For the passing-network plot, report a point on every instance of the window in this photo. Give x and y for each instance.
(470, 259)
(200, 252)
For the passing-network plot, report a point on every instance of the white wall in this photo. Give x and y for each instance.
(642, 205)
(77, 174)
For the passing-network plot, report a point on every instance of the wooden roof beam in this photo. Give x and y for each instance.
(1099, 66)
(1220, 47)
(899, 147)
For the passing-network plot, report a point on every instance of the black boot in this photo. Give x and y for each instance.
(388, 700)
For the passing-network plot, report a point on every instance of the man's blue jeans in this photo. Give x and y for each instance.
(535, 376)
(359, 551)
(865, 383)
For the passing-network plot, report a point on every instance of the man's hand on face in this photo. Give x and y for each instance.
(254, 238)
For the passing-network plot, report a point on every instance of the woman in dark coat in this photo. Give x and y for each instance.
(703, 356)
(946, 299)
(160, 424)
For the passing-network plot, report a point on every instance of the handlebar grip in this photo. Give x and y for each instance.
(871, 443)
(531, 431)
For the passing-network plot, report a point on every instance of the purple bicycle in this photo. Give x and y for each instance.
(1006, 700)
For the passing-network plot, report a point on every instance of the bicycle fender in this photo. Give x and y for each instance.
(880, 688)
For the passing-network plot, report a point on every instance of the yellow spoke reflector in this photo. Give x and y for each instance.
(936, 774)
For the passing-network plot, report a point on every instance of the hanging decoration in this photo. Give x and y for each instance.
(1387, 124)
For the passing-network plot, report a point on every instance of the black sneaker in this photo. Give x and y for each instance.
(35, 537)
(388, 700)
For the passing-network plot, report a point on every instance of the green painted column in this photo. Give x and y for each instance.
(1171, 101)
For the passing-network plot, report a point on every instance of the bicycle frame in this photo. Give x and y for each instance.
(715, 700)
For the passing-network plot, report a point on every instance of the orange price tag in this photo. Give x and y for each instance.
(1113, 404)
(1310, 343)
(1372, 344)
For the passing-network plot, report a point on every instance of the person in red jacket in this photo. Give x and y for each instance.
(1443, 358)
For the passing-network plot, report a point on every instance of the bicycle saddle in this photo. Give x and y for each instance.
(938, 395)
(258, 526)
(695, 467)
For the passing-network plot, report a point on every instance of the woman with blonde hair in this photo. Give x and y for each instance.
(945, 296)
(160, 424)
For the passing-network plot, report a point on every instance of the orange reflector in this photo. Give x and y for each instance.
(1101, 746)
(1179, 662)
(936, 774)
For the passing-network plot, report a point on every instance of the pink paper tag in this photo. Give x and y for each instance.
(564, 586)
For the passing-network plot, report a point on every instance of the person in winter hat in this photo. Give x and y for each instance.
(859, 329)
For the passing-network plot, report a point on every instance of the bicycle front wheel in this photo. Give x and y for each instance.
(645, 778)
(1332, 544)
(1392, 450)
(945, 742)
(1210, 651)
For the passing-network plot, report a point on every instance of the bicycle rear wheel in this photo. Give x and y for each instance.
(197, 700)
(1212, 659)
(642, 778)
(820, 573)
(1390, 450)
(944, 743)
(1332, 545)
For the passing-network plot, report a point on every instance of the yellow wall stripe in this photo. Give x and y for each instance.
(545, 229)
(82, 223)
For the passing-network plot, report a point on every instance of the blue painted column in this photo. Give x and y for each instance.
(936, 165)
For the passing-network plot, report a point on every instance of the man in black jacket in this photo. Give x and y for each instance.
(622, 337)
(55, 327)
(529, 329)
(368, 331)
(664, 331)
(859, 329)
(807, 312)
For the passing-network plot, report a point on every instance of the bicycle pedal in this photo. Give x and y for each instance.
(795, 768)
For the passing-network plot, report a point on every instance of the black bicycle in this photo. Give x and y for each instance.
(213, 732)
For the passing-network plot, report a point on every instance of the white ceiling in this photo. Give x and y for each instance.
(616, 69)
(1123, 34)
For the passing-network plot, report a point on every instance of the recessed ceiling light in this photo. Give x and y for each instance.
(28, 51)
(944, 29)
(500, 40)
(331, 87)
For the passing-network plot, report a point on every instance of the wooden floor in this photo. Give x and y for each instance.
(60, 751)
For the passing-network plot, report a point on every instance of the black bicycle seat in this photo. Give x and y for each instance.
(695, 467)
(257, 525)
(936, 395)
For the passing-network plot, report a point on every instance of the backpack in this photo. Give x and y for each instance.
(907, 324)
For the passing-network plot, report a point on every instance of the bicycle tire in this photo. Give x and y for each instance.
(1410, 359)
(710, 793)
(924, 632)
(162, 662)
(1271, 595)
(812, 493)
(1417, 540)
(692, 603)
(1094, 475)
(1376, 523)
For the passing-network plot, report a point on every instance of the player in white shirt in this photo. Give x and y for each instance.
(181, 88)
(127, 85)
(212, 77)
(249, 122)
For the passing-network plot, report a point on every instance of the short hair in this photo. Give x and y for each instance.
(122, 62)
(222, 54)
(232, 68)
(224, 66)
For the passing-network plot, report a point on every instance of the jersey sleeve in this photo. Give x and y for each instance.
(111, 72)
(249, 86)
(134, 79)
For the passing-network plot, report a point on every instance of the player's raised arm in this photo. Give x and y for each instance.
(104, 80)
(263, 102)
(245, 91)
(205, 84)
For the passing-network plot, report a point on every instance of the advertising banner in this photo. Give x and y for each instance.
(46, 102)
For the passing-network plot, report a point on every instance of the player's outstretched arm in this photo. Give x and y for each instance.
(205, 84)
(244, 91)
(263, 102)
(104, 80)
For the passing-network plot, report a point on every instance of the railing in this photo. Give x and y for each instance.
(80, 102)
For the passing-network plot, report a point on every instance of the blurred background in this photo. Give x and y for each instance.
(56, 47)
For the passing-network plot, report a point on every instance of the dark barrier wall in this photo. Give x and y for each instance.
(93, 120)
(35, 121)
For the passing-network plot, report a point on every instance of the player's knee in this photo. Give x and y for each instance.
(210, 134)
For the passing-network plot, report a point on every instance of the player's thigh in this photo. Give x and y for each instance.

_ _ _ _

# SET PROBLEM
Please copy the rows from the line containing "the player's raised" through the last row, swapping "passing-network plot" for "tactical diagram" and changing nothing else.

# TASK RESPONSE
For the tactical diagram, report a point on every instance of the player's raised arm in this photo. Give x and y for each instance.
(104, 80)
(263, 102)
(245, 91)
(205, 84)
For the tactical diagram, report a point on every instance of the advertising banner in this photo. Give x and y for each instance.
(46, 102)
For the tactical diagram, report a point on every instance of the player's outstretched arm in this photo. Give x and y for each instance.
(205, 84)
(244, 91)
(263, 102)
(104, 80)
For the tactical diagram, report a point on every instance of the railing in this photo. Give x and y for each instance.
(80, 102)
For the tactical diagram, report a point on every instance of the blurred background in this photo. Give x and y for each instance.
(56, 47)
For the tactical diagram, report a point on every instance of the dark barrier wall in this photo. Give x and y for each instance.
(93, 120)
(35, 121)
For the tactical diagram, report a point on every instance of the player's knee in this photo. Give x and y for each instance.
(210, 134)
For the tactical diagram, report a point on every instance of the player's thigh in this photo. Give x and y for each instance.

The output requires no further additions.